(Extracted data entries)
____
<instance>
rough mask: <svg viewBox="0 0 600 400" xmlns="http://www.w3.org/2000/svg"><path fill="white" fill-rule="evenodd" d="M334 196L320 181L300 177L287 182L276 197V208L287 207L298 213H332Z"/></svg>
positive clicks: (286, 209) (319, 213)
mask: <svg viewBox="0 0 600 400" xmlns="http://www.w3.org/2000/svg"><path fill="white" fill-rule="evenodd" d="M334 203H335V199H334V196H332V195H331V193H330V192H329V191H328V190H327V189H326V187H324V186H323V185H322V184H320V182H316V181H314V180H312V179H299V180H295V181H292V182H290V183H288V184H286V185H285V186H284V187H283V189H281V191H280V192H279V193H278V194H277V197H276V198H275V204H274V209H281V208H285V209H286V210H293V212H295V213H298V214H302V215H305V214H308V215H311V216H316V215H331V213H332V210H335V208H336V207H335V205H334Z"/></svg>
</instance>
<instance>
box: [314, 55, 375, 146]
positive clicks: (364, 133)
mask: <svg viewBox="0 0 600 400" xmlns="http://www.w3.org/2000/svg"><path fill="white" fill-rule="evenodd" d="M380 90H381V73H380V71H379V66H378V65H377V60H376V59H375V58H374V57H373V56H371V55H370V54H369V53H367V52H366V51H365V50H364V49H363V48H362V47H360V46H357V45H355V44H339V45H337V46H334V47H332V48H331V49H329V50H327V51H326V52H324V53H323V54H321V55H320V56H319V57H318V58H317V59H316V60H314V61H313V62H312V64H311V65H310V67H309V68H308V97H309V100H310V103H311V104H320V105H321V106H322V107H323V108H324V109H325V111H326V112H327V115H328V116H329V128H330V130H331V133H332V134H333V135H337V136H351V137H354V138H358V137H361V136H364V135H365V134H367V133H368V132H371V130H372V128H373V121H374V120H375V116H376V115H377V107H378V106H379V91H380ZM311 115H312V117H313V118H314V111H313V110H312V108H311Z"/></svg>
____
*Your objective*
Print all the data above word for word.

*Expected output*
<instance>
rough mask: <svg viewBox="0 0 600 400" xmlns="http://www.w3.org/2000/svg"><path fill="white" fill-rule="evenodd" d="M334 196L320 181L300 177L287 182L276 197V208L287 207L298 213H332Z"/></svg>
positive clicks: (286, 209) (319, 213)
mask: <svg viewBox="0 0 600 400" xmlns="http://www.w3.org/2000/svg"><path fill="white" fill-rule="evenodd" d="M334 203H335V199H334V196H332V195H331V193H330V192H329V191H328V190H327V189H326V187H324V186H323V185H322V184H320V182H316V181H314V180H312V179H299V180H295V181H292V182H290V183H288V184H286V185H285V186H284V187H283V189H281V191H280V192H279V193H278V194H277V197H276V198H275V204H274V209H281V208H285V209H286V210H293V212H295V213H298V214H302V215H305V214H308V215H311V216H316V215H331V213H332V210H335V208H336V207H335V205H334Z"/></svg>
</instance>
<instance>
box: [314, 55, 375, 146]
positive clicks: (364, 133)
mask: <svg viewBox="0 0 600 400" xmlns="http://www.w3.org/2000/svg"><path fill="white" fill-rule="evenodd" d="M380 90H381V73H380V71H379V66H378V65H377V60H376V59H375V58H374V57H373V56H371V55H370V54H369V53H367V52H366V51H365V50H364V49H363V48H362V47H360V46H357V45H355V44H339V45H337V46H334V47H332V48H331V49H329V50H327V51H326V52H324V53H323V54H321V55H320V56H319V57H318V58H317V59H316V60H314V61H313V62H312V64H311V65H310V67H309V68H308V97H309V100H310V103H311V104H320V105H321V106H322V107H323V108H324V109H325V111H326V112H327V115H328V116H329V128H330V130H331V133H332V134H333V135H337V136H351V137H354V138H358V137H361V136H364V135H365V134H367V133H368V132H371V130H372V128H373V121H374V120H375V116H376V115H377V107H378V106H379V91H380ZM311 115H312V117H313V118H314V111H313V110H312V108H311Z"/></svg>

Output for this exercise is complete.